Exercise brief:
Search the records for the string "then", and show each line where it appears.

========

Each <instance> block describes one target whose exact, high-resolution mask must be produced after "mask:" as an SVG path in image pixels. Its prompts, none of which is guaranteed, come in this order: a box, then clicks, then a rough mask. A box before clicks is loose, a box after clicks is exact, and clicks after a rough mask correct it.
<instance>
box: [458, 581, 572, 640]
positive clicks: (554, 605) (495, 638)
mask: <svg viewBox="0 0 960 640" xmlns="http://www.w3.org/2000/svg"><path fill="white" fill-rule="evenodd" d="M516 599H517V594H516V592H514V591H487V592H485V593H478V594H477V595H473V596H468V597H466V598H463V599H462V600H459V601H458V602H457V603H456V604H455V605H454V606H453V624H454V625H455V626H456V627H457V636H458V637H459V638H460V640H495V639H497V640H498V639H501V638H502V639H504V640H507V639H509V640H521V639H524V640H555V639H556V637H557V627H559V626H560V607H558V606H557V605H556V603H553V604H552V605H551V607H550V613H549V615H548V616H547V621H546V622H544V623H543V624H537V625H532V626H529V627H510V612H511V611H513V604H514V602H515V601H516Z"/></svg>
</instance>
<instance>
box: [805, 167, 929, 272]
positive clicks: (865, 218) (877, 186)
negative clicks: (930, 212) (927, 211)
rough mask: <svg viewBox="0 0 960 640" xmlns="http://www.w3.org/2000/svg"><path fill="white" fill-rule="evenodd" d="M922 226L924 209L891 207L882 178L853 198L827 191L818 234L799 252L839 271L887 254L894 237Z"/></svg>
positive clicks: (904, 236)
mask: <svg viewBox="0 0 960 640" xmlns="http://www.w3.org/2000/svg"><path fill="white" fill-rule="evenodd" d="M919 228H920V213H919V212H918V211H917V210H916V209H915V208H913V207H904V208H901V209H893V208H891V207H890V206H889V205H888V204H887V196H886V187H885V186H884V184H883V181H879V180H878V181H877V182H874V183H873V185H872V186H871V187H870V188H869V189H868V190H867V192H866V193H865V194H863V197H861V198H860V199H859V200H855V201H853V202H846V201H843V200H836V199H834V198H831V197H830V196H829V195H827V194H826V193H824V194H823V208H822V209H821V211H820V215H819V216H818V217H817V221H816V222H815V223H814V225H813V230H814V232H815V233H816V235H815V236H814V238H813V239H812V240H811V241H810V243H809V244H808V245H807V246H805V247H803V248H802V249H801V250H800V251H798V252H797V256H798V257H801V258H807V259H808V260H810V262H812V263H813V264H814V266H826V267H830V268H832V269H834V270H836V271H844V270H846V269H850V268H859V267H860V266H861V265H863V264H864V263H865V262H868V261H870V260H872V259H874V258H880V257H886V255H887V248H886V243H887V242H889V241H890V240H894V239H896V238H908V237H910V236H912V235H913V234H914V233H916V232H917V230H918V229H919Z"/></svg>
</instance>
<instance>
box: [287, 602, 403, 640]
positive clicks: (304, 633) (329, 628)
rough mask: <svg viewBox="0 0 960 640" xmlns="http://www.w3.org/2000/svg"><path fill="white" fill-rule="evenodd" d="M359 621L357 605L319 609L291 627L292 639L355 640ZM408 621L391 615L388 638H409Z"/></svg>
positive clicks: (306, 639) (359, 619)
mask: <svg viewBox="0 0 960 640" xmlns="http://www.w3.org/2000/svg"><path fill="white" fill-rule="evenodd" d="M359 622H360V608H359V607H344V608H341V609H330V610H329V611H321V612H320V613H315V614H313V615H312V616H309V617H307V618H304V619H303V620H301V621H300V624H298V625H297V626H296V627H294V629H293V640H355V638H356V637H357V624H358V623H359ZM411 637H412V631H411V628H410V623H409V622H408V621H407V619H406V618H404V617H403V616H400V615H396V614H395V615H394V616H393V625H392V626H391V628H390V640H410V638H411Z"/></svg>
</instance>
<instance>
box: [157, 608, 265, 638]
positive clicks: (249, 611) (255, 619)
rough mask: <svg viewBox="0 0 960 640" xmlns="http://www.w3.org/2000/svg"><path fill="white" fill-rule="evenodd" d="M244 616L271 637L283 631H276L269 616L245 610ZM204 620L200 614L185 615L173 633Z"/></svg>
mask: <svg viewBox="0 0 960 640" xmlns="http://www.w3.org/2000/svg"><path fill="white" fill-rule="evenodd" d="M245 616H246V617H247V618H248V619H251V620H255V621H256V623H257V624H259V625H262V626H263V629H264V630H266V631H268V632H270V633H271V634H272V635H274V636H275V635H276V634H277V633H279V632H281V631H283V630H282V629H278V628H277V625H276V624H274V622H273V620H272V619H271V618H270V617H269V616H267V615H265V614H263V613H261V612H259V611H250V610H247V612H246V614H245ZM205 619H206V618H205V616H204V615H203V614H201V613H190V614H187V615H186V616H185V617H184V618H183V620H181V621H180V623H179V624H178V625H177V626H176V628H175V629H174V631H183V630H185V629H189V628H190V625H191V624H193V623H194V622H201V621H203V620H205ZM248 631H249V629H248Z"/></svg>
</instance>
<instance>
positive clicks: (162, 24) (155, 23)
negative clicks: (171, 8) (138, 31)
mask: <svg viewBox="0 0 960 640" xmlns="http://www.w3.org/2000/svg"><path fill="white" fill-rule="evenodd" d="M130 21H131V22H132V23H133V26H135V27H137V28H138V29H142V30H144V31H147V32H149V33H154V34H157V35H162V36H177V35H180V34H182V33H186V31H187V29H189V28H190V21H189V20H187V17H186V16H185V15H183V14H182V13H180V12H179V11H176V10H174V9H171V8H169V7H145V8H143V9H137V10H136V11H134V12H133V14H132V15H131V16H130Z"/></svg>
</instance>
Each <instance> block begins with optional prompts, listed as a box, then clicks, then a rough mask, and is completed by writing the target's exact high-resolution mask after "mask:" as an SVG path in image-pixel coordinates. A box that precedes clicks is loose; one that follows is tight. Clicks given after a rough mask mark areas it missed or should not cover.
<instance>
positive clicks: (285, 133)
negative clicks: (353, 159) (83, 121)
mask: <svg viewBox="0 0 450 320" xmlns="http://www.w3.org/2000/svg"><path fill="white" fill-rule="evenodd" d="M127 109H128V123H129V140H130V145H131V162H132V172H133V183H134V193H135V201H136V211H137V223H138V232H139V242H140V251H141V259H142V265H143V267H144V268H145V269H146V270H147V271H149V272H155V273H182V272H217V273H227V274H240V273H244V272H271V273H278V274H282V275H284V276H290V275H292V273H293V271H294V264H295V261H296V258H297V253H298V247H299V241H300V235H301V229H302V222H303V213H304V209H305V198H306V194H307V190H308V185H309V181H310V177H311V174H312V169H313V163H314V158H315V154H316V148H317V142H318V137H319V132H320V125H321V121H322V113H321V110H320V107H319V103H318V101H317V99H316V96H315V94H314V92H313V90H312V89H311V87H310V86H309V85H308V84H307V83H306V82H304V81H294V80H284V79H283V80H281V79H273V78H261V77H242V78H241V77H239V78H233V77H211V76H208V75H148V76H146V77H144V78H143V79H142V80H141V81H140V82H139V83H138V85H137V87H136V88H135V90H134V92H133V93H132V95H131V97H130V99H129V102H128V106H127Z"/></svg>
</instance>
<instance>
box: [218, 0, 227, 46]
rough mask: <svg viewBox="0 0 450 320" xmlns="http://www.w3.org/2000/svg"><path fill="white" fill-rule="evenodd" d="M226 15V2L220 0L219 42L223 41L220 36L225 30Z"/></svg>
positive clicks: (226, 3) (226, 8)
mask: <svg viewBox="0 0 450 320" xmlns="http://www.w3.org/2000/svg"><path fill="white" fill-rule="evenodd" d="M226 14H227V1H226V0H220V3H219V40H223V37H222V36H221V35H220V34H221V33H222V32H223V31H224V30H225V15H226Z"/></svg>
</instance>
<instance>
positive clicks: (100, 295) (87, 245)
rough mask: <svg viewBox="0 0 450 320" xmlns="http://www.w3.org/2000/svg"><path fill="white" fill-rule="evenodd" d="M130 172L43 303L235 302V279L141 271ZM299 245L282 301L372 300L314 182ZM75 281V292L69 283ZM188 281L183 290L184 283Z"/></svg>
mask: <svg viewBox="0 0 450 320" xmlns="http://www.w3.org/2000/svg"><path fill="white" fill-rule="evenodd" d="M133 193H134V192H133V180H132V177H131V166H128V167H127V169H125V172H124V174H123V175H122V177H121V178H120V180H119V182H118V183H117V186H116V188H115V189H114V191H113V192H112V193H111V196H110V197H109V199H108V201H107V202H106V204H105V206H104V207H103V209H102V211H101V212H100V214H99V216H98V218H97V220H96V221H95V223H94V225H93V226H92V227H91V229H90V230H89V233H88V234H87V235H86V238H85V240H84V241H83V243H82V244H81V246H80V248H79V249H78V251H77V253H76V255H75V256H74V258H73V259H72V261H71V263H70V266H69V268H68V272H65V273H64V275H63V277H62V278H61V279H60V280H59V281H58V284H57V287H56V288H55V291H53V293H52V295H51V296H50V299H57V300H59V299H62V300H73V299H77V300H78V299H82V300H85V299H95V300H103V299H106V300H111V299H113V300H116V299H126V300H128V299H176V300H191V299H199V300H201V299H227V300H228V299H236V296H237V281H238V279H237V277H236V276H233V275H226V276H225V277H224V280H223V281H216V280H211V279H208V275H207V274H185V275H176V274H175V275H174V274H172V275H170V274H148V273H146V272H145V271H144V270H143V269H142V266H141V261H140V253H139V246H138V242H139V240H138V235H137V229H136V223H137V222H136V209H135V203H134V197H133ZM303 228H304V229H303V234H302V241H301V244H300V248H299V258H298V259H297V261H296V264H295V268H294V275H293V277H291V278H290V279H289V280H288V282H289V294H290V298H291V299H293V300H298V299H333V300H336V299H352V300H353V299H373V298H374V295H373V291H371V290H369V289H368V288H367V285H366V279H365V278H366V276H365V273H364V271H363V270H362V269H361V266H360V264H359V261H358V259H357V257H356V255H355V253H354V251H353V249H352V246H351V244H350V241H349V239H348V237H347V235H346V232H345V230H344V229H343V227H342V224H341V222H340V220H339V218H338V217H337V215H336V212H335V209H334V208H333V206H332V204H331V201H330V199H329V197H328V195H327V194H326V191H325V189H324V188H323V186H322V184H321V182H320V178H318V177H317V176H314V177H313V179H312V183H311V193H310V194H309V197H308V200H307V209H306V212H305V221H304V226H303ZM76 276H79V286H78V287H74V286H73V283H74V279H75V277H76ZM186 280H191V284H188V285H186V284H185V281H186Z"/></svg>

========

Response area:
Each <instance> block describes one target whose exact, high-resolution mask must be produced after "mask:" as an SVG path in image pixels. Its prompts, none of which is guaranteed, come in this order: a box, then clicks, then a rough mask. A box before clicks is loose, a box after clicks is exact, and clicks after a rough mask correct it.
Each <instance> block begins with optional prompts, listed as a box, then clicks, then a rough mask, and is completed by writing the target's exact high-resolution mask after "mask:" as an SVG path in image-pixel coordinates. A box that precedes clicks is loose; one that follows is tight. Clicks given after a rough mask mark areas it missed or should not cover.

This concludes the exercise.